### GIVEN DATA
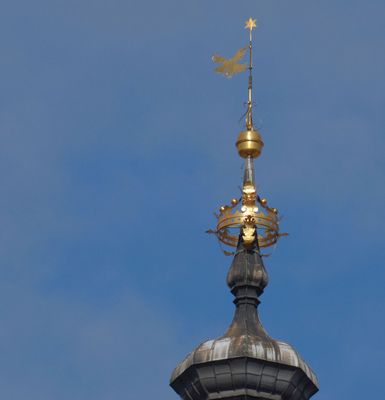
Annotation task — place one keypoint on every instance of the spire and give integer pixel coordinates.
(250, 216)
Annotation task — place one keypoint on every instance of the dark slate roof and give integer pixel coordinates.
(247, 340)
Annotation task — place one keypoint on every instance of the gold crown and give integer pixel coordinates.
(249, 216)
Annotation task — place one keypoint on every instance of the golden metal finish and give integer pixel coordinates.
(249, 144)
(251, 217)
(230, 66)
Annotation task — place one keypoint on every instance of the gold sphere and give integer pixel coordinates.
(249, 144)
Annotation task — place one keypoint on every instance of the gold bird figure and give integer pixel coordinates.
(230, 66)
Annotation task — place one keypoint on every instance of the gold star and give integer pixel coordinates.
(251, 23)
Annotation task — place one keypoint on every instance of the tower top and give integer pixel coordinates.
(250, 213)
(245, 363)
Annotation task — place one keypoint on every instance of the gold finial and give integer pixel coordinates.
(257, 222)
(251, 23)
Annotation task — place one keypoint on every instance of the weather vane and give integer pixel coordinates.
(250, 215)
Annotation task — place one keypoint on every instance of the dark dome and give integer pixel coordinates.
(245, 363)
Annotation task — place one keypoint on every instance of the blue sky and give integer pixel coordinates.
(116, 146)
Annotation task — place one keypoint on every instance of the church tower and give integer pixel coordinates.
(245, 363)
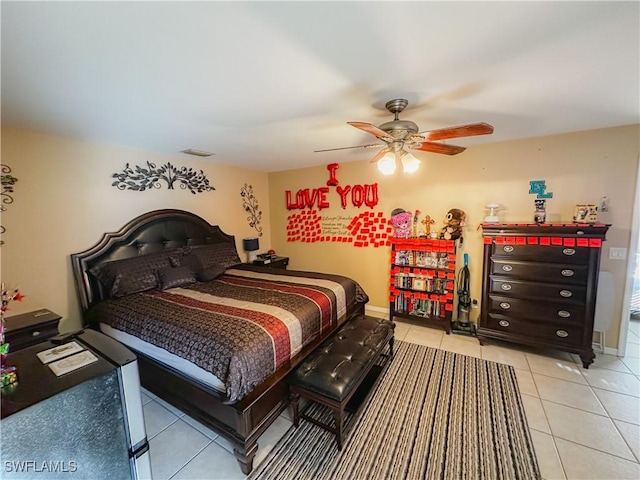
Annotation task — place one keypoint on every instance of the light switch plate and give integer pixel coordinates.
(616, 253)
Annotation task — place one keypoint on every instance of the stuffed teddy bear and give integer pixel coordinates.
(454, 221)
(401, 221)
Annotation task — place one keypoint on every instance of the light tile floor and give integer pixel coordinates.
(585, 424)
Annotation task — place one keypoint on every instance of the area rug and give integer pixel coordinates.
(434, 415)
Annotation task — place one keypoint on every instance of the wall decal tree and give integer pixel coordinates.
(141, 179)
(8, 181)
(250, 205)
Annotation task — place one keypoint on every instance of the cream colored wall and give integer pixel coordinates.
(64, 202)
(577, 167)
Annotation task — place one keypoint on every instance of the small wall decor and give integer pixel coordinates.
(585, 213)
(454, 221)
(539, 187)
(250, 205)
(8, 181)
(540, 215)
(401, 221)
(141, 179)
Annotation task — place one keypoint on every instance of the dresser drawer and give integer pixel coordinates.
(542, 253)
(557, 313)
(546, 332)
(535, 290)
(544, 272)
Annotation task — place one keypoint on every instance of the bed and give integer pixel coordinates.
(181, 328)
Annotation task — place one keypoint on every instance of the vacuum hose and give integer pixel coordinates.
(464, 299)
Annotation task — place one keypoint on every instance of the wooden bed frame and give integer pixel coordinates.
(241, 423)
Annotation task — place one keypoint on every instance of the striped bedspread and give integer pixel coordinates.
(242, 326)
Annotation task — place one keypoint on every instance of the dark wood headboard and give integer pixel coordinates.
(152, 232)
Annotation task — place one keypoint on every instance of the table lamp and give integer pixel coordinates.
(251, 246)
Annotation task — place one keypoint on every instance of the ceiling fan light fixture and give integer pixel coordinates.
(410, 164)
(387, 164)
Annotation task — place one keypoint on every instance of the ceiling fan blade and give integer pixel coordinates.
(439, 148)
(469, 130)
(379, 155)
(370, 128)
(371, 145)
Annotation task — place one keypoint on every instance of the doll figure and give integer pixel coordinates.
(401, 221)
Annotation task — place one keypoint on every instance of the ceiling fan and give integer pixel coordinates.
(402, 135)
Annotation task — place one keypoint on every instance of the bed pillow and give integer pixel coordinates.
(224, 254)
(132, 275)
(172, 277)
(189, 260)
(210, 273)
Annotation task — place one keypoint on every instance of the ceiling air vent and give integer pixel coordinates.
(199, 153)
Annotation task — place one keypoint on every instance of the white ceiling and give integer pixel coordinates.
(263, 84)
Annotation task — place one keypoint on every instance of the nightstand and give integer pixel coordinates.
(27, 329)
(277, 262)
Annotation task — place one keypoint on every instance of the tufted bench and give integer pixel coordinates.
(342, 372)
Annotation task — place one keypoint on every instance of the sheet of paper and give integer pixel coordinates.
(61, 351)
(74, 362)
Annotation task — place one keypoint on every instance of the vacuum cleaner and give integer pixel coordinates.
(463, 326)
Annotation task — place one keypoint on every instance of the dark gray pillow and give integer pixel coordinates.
(190, 261)
(224, 254)
(172, 277)
(211, 273)
(131, 275)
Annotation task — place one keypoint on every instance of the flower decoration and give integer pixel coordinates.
(9, 375)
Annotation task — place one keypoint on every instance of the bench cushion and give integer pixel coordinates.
(340, 361)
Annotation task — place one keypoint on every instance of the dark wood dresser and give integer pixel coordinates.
(539, 285)
(27, 329)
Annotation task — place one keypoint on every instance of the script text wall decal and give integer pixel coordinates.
(141, 179)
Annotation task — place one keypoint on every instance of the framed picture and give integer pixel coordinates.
(419, 284)
(585, 213)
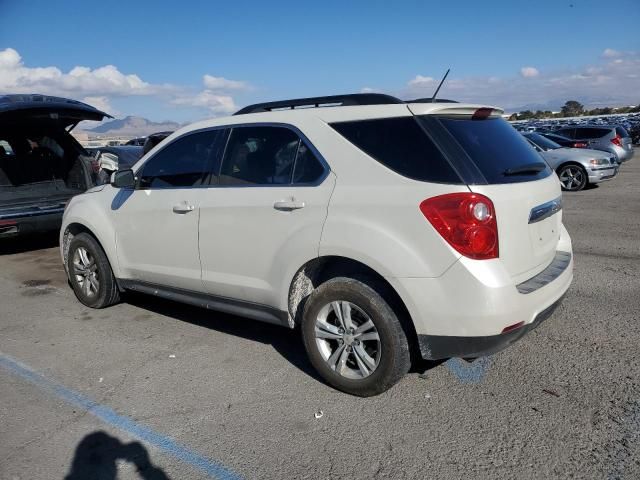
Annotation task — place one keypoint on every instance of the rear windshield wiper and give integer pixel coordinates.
(528, 169)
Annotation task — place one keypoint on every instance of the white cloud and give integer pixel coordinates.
(529, 72)
(611, 53)
(15, 77)
(216, 104)
(222, 84)
(99, 86)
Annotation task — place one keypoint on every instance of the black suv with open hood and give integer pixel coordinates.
(41, 165)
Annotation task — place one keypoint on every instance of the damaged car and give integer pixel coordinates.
(41, 165)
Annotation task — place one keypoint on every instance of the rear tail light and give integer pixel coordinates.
(467, 221)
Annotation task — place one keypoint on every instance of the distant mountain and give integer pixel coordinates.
(131, 126)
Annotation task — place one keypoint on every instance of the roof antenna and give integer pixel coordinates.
(433, 99)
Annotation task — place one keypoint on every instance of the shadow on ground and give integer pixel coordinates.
(286, 342)
(97, 456)
(28, 243)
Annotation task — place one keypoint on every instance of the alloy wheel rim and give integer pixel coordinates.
(85, 271)
(347, 340)
(571, 178)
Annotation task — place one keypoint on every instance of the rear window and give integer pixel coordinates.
(401, 145)
(501, 153)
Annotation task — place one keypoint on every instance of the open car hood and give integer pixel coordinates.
(63, 110)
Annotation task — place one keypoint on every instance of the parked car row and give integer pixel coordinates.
(576, 167)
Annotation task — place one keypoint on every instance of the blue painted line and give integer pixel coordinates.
(469, 372)
(110, 417)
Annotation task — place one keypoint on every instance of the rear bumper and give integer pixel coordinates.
(464, 311)
(622, 153)
(437, 347)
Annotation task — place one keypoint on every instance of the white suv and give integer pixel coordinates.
(387, 230)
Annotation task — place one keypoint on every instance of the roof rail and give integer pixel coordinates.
(430, 100)
(333, 100)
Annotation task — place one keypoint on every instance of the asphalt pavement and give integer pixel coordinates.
(152, 389)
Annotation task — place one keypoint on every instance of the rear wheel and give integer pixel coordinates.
(572, 177)
(353, 337)
(90, 274)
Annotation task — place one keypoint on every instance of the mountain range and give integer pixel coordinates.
(131, 126)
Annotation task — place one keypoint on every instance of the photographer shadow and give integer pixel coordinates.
(96, 457)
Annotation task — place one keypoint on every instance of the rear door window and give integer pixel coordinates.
(182, 163)
(567, 132)
(259, 156)
(308, 168)
(500, 153)
(401, 145)
(622, 132)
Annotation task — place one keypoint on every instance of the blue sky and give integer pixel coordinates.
(509, 53)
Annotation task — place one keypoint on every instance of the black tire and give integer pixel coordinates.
(576, 176)
(107, 292)
(394, 356)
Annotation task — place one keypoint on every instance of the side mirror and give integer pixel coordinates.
(123, 179)
(108, 161)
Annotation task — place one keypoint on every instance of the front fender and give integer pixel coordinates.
(92, 211)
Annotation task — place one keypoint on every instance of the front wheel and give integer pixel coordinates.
(572, 177)
(354, 338)
(90, 274)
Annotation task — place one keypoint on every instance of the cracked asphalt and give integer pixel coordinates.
(240, 395)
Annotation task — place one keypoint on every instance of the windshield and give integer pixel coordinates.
(500, 153)
(543, 142)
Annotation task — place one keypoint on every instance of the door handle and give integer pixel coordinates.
(183, 208)
(288, 205)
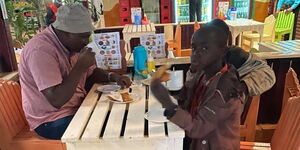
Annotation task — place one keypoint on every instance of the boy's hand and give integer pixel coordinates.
(162, 94)
(230, 85)
(162, 74)
(123, 81)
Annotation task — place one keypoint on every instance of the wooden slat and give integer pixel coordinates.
(15, 96)
(115, 120)
(152, 27)
(155, 129)
(11, 109)
(134, 29)
(144, 28)
(173, 129)
(148, 27)
(135, 118)
(130, 28)
(125, 29)
(95, 124)
(5, 114)
(139, 28)
(78, 123)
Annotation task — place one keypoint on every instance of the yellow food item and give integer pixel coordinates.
(126, 97)
(161, 73)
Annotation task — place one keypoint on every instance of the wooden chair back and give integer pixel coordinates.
(196, 26)
(269, 27)
(287, 133)
(285, 21)
(176, 43)
(291, 86)
(169, 32)
(15, 134)
(247, 128)
(177, 39)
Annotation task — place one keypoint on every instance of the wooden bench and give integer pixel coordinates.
(247, 128)
(286, 135)
(15, 133)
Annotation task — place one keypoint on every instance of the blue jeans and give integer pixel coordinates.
(55, 129)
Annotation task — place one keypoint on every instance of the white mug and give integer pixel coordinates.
(176, 80)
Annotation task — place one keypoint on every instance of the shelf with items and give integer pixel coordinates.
(183, 5)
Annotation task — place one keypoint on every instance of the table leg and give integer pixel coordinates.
(260, 36)
(240, 39)
(233, 39)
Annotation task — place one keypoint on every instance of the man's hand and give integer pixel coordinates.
(288, 11)
(123, 81)
(162, 94)
(86, 58)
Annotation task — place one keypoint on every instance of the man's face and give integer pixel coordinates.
(206, 50)
(76, 41)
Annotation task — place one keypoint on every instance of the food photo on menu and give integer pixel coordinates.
(107, 48)
(154, 44)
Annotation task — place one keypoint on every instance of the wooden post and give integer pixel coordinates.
(8, 61)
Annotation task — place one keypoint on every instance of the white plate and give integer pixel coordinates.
(134, 96)
(156, 116)
(109, 88)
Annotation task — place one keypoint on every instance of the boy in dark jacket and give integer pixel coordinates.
(211, 101)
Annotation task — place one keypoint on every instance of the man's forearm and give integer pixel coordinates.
(62, 93)
(99, 76)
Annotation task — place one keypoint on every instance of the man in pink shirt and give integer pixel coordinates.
(54, 67)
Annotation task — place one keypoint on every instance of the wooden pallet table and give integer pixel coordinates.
(101, 124)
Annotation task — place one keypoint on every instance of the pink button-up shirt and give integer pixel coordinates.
(44, 63)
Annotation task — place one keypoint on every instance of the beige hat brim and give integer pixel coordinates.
(75, 27)
(73, 18)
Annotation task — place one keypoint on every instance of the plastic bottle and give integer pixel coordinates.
(150, 64)
(233, 13)
(137, 19)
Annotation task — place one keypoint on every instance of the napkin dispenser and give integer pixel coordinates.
(140, 61)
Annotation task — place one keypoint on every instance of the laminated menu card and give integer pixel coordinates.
(107, 48)
(155, 44)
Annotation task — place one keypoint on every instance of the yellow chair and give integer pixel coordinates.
(268, 34)
(176, 43)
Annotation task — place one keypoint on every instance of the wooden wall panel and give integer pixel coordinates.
(8, 61)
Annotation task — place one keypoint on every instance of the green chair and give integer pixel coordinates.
(284, 25)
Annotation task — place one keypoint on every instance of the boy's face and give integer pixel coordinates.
(207, 48)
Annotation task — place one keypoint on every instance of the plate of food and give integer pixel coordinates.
(156, 116)
(123, 98)
(109, 88)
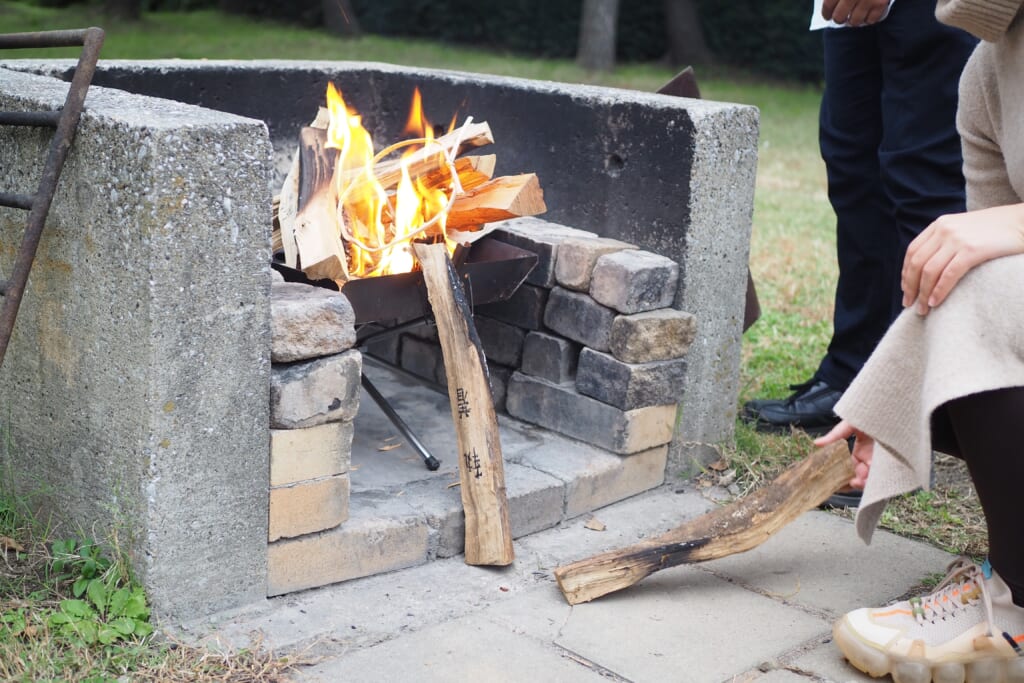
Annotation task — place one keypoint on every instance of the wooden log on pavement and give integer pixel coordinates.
(481, 472)
(729, 529)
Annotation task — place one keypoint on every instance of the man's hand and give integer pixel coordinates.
(947, 249)
(863, 450)
(854, 12)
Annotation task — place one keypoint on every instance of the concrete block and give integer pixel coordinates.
(135, 384)
(499, 378)
(550, 357)
(423, 358)
(634, 281)
(311, 453)
(542, 238)
(580, 317)
(652, 335)
(563, 410)
(305, 394)
(502, 342)
(308, 506)
(628, 385)
(523, 309)
(578, 257)
(308, 322)
(596, 479)
(371, 542)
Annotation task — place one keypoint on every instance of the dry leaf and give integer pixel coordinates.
(10, 544)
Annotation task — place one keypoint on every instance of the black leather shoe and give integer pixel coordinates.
(810, 409)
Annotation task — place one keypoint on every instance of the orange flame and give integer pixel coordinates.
(378, 225)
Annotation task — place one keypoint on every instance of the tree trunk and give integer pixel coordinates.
(686, 41)
(596, 49)
(339, 17)
(123, 9)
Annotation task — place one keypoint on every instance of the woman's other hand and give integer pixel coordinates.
(863, 449)
(947, 249)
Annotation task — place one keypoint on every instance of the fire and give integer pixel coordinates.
(378, 225)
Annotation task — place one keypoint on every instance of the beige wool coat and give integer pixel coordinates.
(973, 341)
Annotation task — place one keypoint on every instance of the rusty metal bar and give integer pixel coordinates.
(71, 38)
(16, 201)
(91, 40)
(40, 119)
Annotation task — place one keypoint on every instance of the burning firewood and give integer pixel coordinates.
(503, 198)
(345, 215)
(481, 472)
(733, 528)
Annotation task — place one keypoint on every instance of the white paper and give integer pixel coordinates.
(818, 23)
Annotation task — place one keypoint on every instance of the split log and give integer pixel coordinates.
(427, 160)
(507, 197)
(321, 253)
(481, 472)
(472, 171)
(733, 528)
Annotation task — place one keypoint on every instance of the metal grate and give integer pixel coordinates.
(65, 122)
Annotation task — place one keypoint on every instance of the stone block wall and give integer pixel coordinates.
(314, 395)
(589, 346)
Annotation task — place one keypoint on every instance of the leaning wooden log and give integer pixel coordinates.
(321, 253)
(481, 472)
(507, 197)
(733, 528)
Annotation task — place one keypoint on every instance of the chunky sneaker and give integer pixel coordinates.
(968, 630)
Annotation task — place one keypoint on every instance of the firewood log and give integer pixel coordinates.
(481, 472)
(506, 197)
(733, 528)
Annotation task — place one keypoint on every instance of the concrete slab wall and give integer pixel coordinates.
(672, 175)
(135, 387)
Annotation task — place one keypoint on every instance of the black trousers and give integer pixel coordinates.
(981, 430)
(892, 155)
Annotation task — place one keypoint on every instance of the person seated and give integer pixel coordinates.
(949, 376)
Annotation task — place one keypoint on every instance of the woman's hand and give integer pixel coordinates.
(863, 449)
(947, 249)
(854, 12)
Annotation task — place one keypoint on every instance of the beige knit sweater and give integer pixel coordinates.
(974, 341)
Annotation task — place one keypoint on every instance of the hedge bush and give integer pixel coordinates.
(767, 36)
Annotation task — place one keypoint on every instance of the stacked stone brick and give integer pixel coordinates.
(589, 346)
(314, 395)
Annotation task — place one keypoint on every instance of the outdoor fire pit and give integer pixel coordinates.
(138, 376)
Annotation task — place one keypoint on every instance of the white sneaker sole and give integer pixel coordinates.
(993, 667)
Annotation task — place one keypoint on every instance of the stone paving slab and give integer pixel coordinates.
(818, 562)
(826, 663)
(732, 620)
(687, 621)
(467, 649)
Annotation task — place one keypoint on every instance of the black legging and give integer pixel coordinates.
(980, 430)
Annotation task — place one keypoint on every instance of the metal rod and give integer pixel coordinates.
(73, 38)
(16, 201)
(91, 40)
(40, 119)
(399, 424)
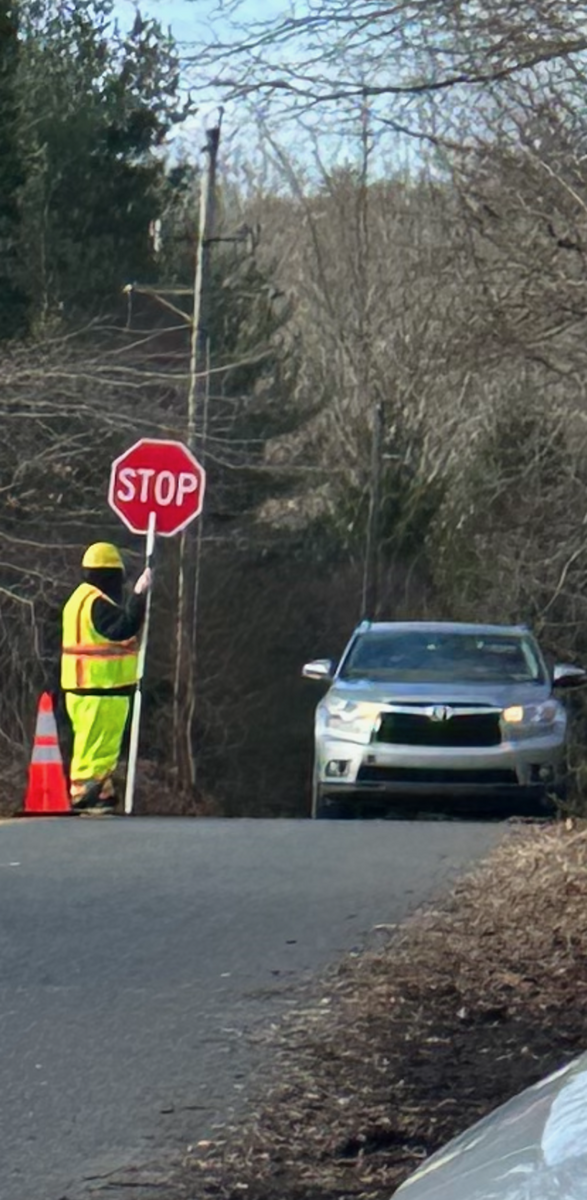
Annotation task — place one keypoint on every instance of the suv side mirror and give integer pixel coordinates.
(565, 676)
(321, 669)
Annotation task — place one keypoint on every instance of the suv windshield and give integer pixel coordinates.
(426, 657)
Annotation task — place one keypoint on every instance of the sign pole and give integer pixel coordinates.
(131, 773)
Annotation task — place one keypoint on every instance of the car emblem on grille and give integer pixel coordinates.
(441, 713)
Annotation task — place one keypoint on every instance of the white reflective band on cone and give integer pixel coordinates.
(46, 726)
(46, 754)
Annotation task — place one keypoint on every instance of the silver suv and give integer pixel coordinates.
(438, 709)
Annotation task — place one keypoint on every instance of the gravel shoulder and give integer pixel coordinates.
(403, 1047)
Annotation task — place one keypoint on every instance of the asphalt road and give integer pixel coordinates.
(137, 957)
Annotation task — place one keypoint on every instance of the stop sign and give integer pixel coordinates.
(161, 478)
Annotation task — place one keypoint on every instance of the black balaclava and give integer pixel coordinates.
(111, 580)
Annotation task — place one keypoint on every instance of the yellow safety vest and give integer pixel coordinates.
(89, 660)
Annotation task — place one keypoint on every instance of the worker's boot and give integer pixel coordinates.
(93, 802)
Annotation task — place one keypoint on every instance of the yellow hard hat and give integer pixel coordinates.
(102, 555)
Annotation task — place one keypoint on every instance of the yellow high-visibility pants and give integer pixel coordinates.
(99, 727)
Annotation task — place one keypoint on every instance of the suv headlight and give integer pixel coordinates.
(349, 719)
(527, 719)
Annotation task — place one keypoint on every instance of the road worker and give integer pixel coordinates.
(99, 671)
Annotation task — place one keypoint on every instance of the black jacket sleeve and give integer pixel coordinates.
(118, 623)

### GOAL
Reproduce precisely the span of lines that begins at the line containing "road and give integer pixel coordinates." and ends with the last line of the listing.

### FINAL RESULT
Annotation task — place one keypoint on every instance of the asphalt road and give integer pixel coordinates.
(137, 957)
Annotation task — place one keypoint on every instance of the stop sign and give integer pixel coordinates.
(161, 478)
Annotation task — place one keypoint on every instance of the black balaclava and give integer pixel coordinates.
(111, 580)
Annotation task — place one keypoint on every instance of the yellow safety vest and give integer pixel coordinates.
(89, 660)
Annotation task — place one keypoint on every instance of the worker's boot and give integer pixel coordinates.
(93, 802)
Annotation task — place one keypoint on every instance of the yellow hard hat and give integer pixel coordinates.
(102, 555)
Annotation task — place one keypoint on every instance of the yellow high-visibility pants and give integer pixel coordinates.
(99, 727)
Annotation task — place one keypoint on every instance of the suv headlight and give integer pixel coordinates.
(349, 719)
(527, 719)
Annotation task — place one keypoint on every instance of the road worker and give integer pixel coordinates.
(99, 671)
Annotation task — place one keypoint on every instance of the black jacket sleeve and give integer pixel coordinates.
(118, 623)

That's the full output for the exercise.